**WHAT IS BEING ASKED**
Give back the full listing as written. No pictures go with it.

══ DATASET RECORDS

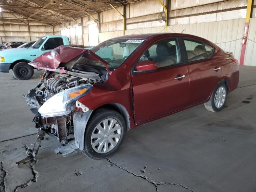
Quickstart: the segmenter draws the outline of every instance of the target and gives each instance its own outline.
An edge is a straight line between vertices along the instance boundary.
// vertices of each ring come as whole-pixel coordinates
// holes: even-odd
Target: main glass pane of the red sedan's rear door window
[[[196,61],[207,58],[204,44],[194,40],[184,40],[188,61]]]

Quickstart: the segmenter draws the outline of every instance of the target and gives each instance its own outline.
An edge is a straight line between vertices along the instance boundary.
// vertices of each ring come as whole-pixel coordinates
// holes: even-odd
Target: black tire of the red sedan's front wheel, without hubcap
[[[118,122],[118,124],[121,127],[121,129],[120,129],[121,136],[120,136],[116,146],[114,146],[112,148],[112,150],[110,150],[109,152],[106,152],[106,153],[98,153],[92,147],[92,133],[94,132],[94,128],[96,128],[96,126],[98,124],[100,124],[100,122],[102,122],[103,120],[108,119],[108,118],[113,118]],[[88,121],[88,124],[86,126],[83,152],[88,157],[95,159],[95,160],[106,158],[106,157],[110,156],[110,154],[112,154],[112,153],[116,152],[116,150],[118,150],[119,146],[122,144],[122,141],[124,140],[125,132],[126,132],[125,121],[121,114],[119,114],[115,110],[111,110],[111,109],[106,109],[106,108],[99,109],[92,114],[92,116],[90,117],[90,120]],[[105,139],[105,138],[102,138],[102,139]]]

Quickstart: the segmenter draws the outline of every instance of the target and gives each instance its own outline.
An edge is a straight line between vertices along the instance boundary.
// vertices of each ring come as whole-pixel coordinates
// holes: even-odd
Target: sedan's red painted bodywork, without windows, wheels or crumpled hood
[[[229,92],[238,86],[239,66],[234,62],[234,57],[208,40],[174,33],[136,34],[115,39],[120,38],[146,41],[119,68],[111,72],[106,82],[94,84],[92,90],[78,100],[92,110],[106,104],[121,104],[129,114],[130,128],[208,101],[221,80],[228,84]],[[203,60],[187,62],[182,58],[182,63],[178,65],[159,68],[154,72],[133,73],[142,54],[165,38],[177,38],[179,41],[189,38],[205,42],[214,47],[214,53],[211,58]],[[220,70],[213,70],[219,67]],[[175,79],[183,75],[185,78]]]

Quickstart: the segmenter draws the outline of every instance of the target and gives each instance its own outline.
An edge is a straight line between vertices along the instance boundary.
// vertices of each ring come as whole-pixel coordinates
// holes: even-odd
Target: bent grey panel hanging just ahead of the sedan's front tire
[[[92,112],[93,110],[89,110],[85,113],[74,112],[73,114],[75,144],[80,150],[84,150],[85,129]]]

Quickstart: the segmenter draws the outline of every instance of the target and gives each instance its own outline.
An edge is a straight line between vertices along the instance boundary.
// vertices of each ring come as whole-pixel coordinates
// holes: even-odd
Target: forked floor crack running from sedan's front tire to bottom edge
[[[188,189],[188,190],[190,190],[191,192],[194,192],[192,189],[190,189],[190,188],[188,188],[188,187],[186,187],[186,186],[183,186],[183,185],[181,185],[181,184],[168,183],[168,182],[157,182],[157,181],[154,181],[154,180],[152,180],[152,179],[150,179],[150,178],[148,178],[148,177],[146,177],[146,176],[144,176],[144,175],[137,175],[137,174],[135,174],[135,173],[133,173],[133,172],[131,172],[131,171],[129,171],[129,170],[127,170],[127,169],[125,169],[125,168],[119,166],[119,165],[117,165],[116,163],[112,162],[109,158],[106,158],[106,159],[108,160],[108,162],[114,164],[114,165],[117,166],[118,168],[120,168],[120,169],[122,169],[122,170],[125,170],[126,172],[128,172],[128,173],[130,173],[130,174],[132,174],[132,175],[134,175],[134,176],[136,176],[136,177],[140,177],[140,178],[142,178],[142,179],[144,179],[144,180],[147,180],[148,182],[150,182],[151,184],[153,184],[153,185],[156,187],[156,192],[158,192],[158,185],[165,185],[165,186],[168,186],[168,185],[176,185],[176,186],[181,186],[181,187],[183,187],[183,188],[185,188],[185,189]]]

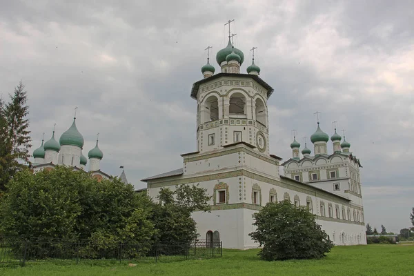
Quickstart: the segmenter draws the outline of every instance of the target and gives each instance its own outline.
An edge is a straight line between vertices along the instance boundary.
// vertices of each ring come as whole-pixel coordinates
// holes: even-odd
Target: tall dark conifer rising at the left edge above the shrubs
[[[10,95],[10,102],[0,101],[0,192],[13,175],[26,168],[29,161],[30,131],[27,92],[20,81]]]

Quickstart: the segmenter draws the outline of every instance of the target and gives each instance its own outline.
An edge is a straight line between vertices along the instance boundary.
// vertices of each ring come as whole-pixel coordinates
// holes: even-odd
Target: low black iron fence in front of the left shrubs
[[[164,262],[221,257],[220,241],[196,240],[189,243],[158,243],[143,246],[135,243],[68,242],[63,239],[21,239],[0,237],[0,264],[27,262],[85,262],[90,260]]]

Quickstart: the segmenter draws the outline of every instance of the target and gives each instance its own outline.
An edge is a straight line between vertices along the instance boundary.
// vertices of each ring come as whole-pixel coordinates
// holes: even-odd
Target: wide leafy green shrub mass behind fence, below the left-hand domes
[[[156,233],[148,202],[118,178],[97,181],[64,166],[36,174],[25,170],[8,184],[0,205],[0,234],[50,247],[82,241],[82,252],[92,257],[124,242],[140,244],[139,254],[145,254]]]

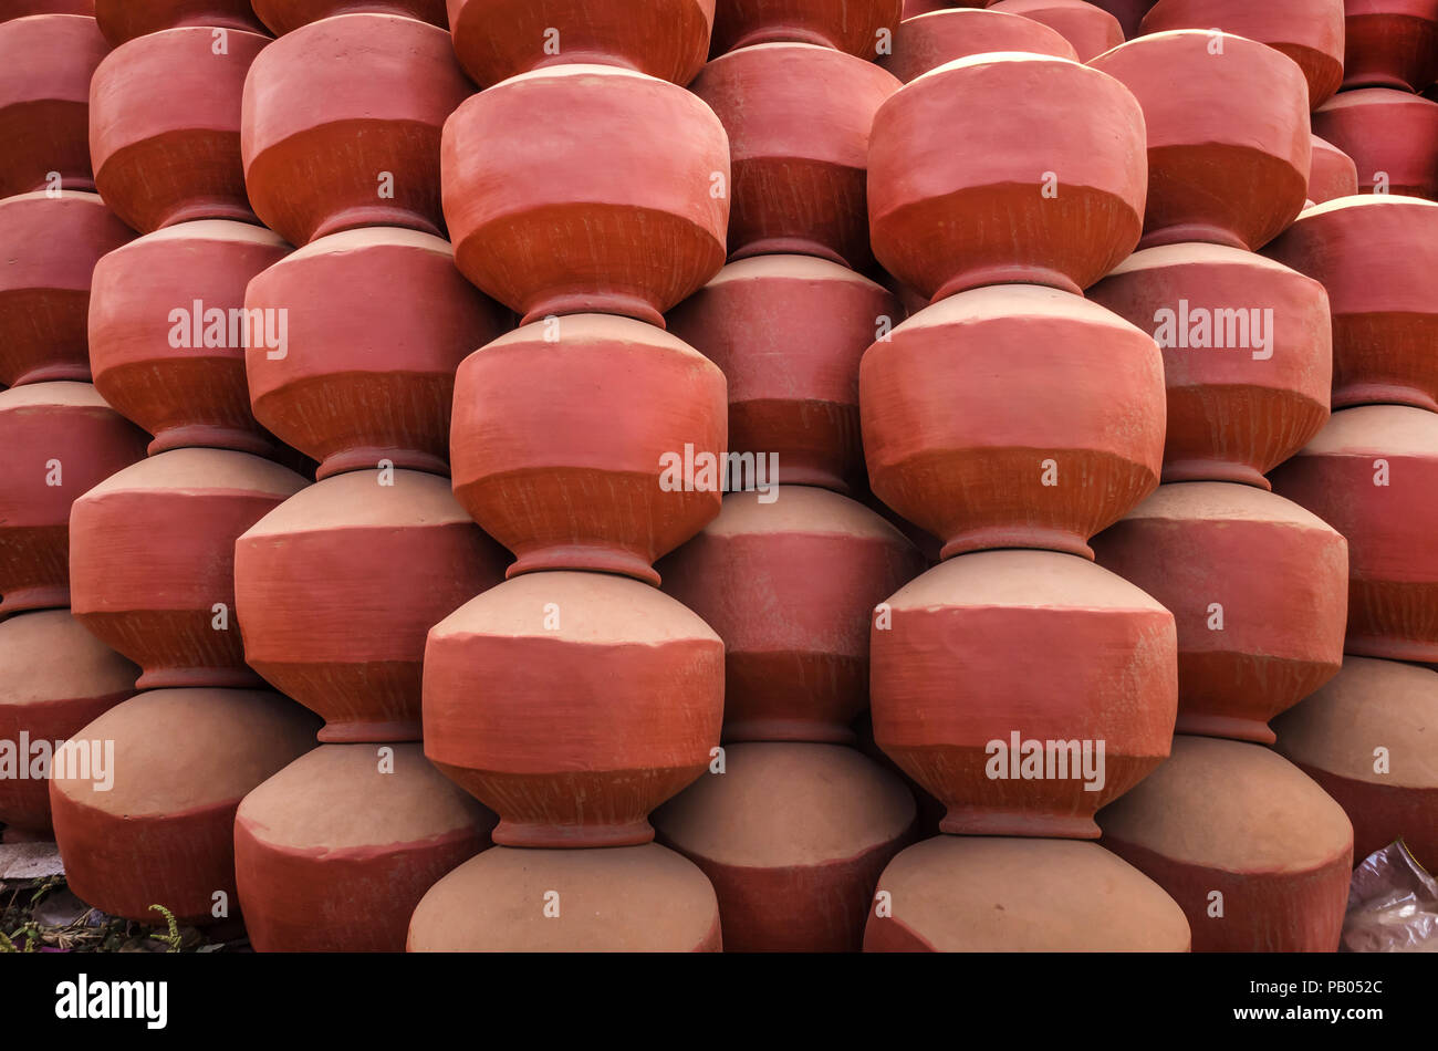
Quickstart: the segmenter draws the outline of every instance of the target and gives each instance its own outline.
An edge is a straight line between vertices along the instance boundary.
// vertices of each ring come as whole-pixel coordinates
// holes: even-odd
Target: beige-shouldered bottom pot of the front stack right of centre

════

**SOLUTION TO THIS EXERCISE**
Quickstart: the segmenter draws the outline of every instance of the target and gives each instance its own outline.
An edge is a straight line between vertices along the instance boundary.
// vertices of each ring come as whole-pixel coordinates
// holes: even-odd
Target: main glass pane of the red sedan's rear door window
[[[196,61],[207,58],[204,44],[194,40],[184,40],[188,61]]]

Quickstart: the segmenter draws the outline of every instance of the target and gives each instance its own outline.
An edge is a straight line between vertices along the instance boundary.
// vertices of each ring come as whole-pixel coordinates
// holes: even-odd
Target: black tire of the red sedan's front wheel, without hubcap
[[[118,122],[118,124],[121,127],[121,129],[120,129],[121,136],[120,136],[116,146],[114,146],[112,148],[112,150],[110,150],[109,152],[106,152],[106,153],[98,153],[92,147],[92,133],[94,132],[94,128],[96,128],[96,126],[98,124],[100,124],[100,122],[102,122],[103,120],[108,119],[108,118],[113,118]],[[88,121],[88,124],[86,126],[83,152],[88,157],[95,159],[95,160],[106,158],[106,157],[110,156],[110,154],[112,154],[112,153],[116,152],[116,150],[118,150],[119,146],[122,144],[122,141],[124,140],[125,132],[126,132],[125,121],[121,114],[119,114],[115,110],[111,110],[111,109],[106,109],[106,108],[99,109],[92,114],[92,116],[90,117],[90,120]],[[105,139],[105,138],[102,138],[102,139]]]

Quickstart: the segmenter draws the outline of every instance of the target and gives each instance its own outline.
An edge is a straight line between vertices along the instance boundary.
// vertices of each ring come as whole-pixel coordinates
// holes: even-odd
Target: sedan's red painted bodywork, without windows, wheels or crumpled hood
[[[229,92],[238,86],[239,66],[234,62],[234,57],[208,40],[174,33],[136,34],[115,39],[120,38],[146,41],[119,68],[111,72],[106,82],[94,84],[92,90],[78,100],[92,110],[106,104],[121,104],[129,114],[130,128],[208,101],[221,80],[228,84]],[[203,60],[187,62],[182,58],[182,63],[178,65],[159,68],[154,72],[133,73],[142,54],[165,38],[177,38],[179,41],[189,38],[205,42],[214,47],[214,53],[211,58]],[[220,70],[213,70],[219,67]],[[175,79],[183,75],[185,78]]]

Quickstart: the segmenter draws the outline of every instance of the target and gives each instance its own outline.
An edge is a straight line between vertices along the instance boundary.
// vertices of each ring come as whole-pixel coordinates
// holes: even-odd
Target: bent grey panel hanging just ahead of the sedan's front tire
[[[92,112],[93,110],[89,110],[85,113],[74,112],[73,114],[75,144],[80,150],[84,150],[85,129]]]

Quickstart: the segmenter draws the outline of every instance of the target and gives each instance its own outline.
An edge is a straight line between vertices along the instance boundary.
// vertices of each ring come as whole-pixel coordinates
// holes: even-odd
Target: forked floor crack running from sedan's front tire to bottom edge
[[[188,189],[188,190],[190,190],[191,192],[194,192],[192,189],[190,189],[190,188],[188,188],[188,187],[186,187],[186,186],[183,186],[183,185],[181,185],[181,184],[168,183],[168,182],[157,182],[157,181],[154,181],[154,180],[152,180],[152,179],[150,179],[150,178],[148,178],[148,177],[146,177],[146,176],[144,176],[144,175],[137,175],[137,174],[135,174],[135,173],[133,173],[133,172],[131,172],[131,171],[129,171],[129,170],[127,170],[127,169],[125,169],[125,168],[119,166],[119,165],[117,165],[116,163],[112,162],[109,158],[106,158],[106,159],[108,160],[108,162],[114,164],[114,165],[117,166],[118,168],[120,168],[120,169],[122,169],[122,170],[125,170],[126,172],[128,172],[128,173],[130,173],[130,174],[132,174],[132,175],[134,175],[134,176],[136,176],[136,177],[140,177],[140,178],[142,178],[142,179],[144,179],[144,180],[147,180],[148,182],[150,182],[151,184],[153,184],[153,185],[156,187],[156,192],[158,192],[158,185],[165,185],[165,186],[168,186],[168,185],[176,185],[176,186],[181,186],[181,187],[183,187],[183,188],[185,188],[185,189]]]

Quickstart: the segmenter draws the outline of every instance of the target and gives each instance its own outline.
An edge is a straight line between vertices along the instance boundary.
// vertices of each ring come as whole-pixel coordinates
// holes: even-odd
Target: tall dark conifer rising at the left edge above the shrubs
[[[10,95],[10,102],[0,101],[0,192],[13,175],[26,168],[29,161],[30,131],[27,92],[20,81]]]

Quickstart: the segmenter draws the outline of every instance of the target and gives each instance its own outline.
An edge is a straight line between vertices along the instance boundary.
// vertices of each ring come as whole-pixel coordinates
// holes: even-odd
Target: low black iron fence in front of the left shrubs
[[[164,262],[221,257],[220,241],[196,240],[189,243],[158,243],[143,246],[135,243],[68,242],[63,239],[21,239],[0,237],[0,264],[27,262],[85,262],[90,260]]]

Quickstart: the segmenter draws the outline of every instance of the target and gives each instance its own outline.
An edge is a straight line between vertices along the instance boundary.
// vertices of each ring come as whole-pixel coordinates
// holes: even-odd
Target: wide leafy green shrub mass behind fence, below the left-hand domes
[[[156,233],[148,202],[118,178],[97,181],[64,166],[36,174],[25,170],[8,184],[0,205],[0,234],[50,247],[82,241],[82,252],[92,257],[124,242],[140,244],[139,254],[145,254]]]

Quickstart: the segmenter draws the outline of every instance of the target and gives each instance its own outline.
An edge is a straight line between vertices along the instance boundary.
// vertices of each ring come as whole-pixel coordinates
// holes: even-odd
Target: beige-shouldered bottom pot of the front stack right of centre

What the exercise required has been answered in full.